◆ Selected text ◆
-=-=-

Bentley clearly says they should be replaced as new. 

They are stretch to yield. 
Re-using them would result in incorrect torque specs and the threads possibly ripping out of the cast aluminum mounts. 

Yes, they are a P.I.A!


----------



## 20v master (May 7, 2009)

sciroccohal said:


> Bentley clearly says they should be replaced as new.
> 
> They are stretch to yield.
> Re-using them would result in incorrect torque specs and the threads possibly ripping out of the cast aluminum mounts.


 And VWOA and AOA also say that your trans and diff fluid are "lifetime" and your timing belt and tensioner will last to 105K miles. Do you believe that too? Yes, every bolt in the car is torque to yield, but it's not practical to replace them all every time. I've never replaced a motor mount bolt and didn't rip the mounts out when cutting high 1.6 60' launches and trapping at close to 130mph with my GTI. Do as you and your wallet see fit.


----------



## ALMSTT (Feb 28, 2012)

20v master said:


> And VWOA and AOA also say that your trans and diff fluid are "lifetime" and your timing belt and tensioner will last to 105K miles. Do you believe that too? Yes, every bolt in the car is torque to yield, but it's not practical to replace them all every time. I've never replaced a motor mount bolt and didn't rip the mounts out when cutting high 1.6 60' launches and trapping at close to 130mph with my GTI. Do as you and your wallet see fit.


 
I mean, I get what he's saying.. 
But these bolts are technically new. 
Bought them yesterday, put them in, then took them out about 30 minutes later when I found the bracket was stripped.


----------

-=-=-

◆ Dataset extract ◆
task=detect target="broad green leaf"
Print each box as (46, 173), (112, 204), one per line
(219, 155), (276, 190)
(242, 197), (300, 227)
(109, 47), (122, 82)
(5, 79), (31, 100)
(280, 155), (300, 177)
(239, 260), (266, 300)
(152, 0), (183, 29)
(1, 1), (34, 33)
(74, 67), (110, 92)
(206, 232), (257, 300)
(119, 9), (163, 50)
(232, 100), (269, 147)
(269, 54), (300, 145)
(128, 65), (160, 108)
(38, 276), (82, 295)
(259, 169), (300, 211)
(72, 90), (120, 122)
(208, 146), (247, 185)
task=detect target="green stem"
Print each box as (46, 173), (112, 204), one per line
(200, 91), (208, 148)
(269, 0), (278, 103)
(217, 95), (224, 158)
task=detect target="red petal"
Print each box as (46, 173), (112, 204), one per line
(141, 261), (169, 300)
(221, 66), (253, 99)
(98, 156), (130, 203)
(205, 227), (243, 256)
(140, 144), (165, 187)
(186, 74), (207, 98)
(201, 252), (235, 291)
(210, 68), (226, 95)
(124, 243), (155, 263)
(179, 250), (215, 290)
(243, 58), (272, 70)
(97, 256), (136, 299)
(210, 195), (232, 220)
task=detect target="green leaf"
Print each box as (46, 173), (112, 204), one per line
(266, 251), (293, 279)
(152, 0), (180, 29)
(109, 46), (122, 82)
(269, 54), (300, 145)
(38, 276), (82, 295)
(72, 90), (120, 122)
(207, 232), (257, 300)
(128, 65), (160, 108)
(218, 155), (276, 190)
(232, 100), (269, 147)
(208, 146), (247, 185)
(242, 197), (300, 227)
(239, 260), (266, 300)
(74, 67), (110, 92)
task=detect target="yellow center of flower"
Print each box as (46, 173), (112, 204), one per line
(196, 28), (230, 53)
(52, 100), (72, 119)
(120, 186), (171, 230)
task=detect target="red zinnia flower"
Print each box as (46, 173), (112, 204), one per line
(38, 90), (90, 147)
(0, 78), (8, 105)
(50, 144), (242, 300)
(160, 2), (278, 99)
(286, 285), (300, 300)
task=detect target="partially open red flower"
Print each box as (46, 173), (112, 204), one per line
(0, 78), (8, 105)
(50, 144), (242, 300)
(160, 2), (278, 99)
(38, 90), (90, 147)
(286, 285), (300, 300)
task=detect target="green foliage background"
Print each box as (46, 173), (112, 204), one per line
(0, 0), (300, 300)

-=-=-

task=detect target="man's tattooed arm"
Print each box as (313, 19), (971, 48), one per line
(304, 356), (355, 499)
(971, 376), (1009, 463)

-=-=-

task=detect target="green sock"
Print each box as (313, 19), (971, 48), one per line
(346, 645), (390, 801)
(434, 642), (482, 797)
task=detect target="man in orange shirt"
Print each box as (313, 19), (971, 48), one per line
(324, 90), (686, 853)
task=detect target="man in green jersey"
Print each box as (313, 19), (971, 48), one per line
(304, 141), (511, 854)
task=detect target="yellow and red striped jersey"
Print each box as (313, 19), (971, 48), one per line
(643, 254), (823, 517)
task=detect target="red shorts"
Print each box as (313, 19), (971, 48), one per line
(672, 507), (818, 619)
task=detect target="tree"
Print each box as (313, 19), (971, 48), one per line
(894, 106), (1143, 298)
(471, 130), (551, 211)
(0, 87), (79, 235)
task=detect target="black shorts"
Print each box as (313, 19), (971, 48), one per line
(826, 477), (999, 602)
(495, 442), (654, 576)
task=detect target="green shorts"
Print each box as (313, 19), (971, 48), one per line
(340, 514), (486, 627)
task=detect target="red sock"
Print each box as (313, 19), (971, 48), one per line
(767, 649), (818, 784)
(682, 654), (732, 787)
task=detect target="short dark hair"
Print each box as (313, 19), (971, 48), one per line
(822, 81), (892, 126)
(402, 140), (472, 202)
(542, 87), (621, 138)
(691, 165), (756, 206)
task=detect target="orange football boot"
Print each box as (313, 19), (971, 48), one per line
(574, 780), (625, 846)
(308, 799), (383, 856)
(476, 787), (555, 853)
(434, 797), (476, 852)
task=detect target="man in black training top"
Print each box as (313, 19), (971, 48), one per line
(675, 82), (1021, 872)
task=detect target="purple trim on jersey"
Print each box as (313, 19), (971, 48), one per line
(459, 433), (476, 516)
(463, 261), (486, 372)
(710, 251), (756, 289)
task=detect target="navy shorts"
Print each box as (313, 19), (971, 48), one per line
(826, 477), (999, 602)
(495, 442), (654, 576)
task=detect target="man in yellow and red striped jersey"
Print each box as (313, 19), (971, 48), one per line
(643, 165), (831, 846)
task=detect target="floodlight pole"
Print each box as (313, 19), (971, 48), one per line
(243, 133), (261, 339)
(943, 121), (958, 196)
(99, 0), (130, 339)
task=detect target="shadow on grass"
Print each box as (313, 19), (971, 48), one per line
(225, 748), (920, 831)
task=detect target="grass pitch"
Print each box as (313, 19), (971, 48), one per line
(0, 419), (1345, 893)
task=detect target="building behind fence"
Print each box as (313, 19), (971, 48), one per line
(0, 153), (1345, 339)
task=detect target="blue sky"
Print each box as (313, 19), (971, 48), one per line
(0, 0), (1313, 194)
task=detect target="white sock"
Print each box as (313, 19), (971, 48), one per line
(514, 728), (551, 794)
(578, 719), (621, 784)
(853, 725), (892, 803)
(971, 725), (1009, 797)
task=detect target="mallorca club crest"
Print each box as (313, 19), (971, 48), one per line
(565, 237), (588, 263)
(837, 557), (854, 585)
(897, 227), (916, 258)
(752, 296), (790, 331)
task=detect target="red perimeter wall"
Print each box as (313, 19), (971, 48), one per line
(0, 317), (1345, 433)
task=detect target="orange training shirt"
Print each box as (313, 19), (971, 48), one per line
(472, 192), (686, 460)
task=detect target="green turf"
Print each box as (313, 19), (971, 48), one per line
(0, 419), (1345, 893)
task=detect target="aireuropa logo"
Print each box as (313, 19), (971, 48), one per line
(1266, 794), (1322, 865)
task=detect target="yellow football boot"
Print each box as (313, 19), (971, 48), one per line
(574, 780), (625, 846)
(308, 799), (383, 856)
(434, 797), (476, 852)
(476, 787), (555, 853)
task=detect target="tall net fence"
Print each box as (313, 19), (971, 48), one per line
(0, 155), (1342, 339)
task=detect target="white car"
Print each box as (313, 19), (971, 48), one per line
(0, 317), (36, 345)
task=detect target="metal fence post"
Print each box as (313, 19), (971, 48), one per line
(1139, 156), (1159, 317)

-=-=-

◆ What this exercise asks ◆
• A. In the forum thread on motor mount bolts, how long after installing the new bolts did ALMSTT take them out?
• B. Identify every line of the entries above that contains the word "green".

◆ Solved problems ◆
• A. About 30 minutes later.

• B.
task=detect target="broad green leaf"
task=detect target="green stem"
task=detect target="green leaf"
task=detect target="green foliage background"
task=detect target="green sock"
task=detect target="man in green jersey"
task=detect target="green shorts"
task=detect target="green turf"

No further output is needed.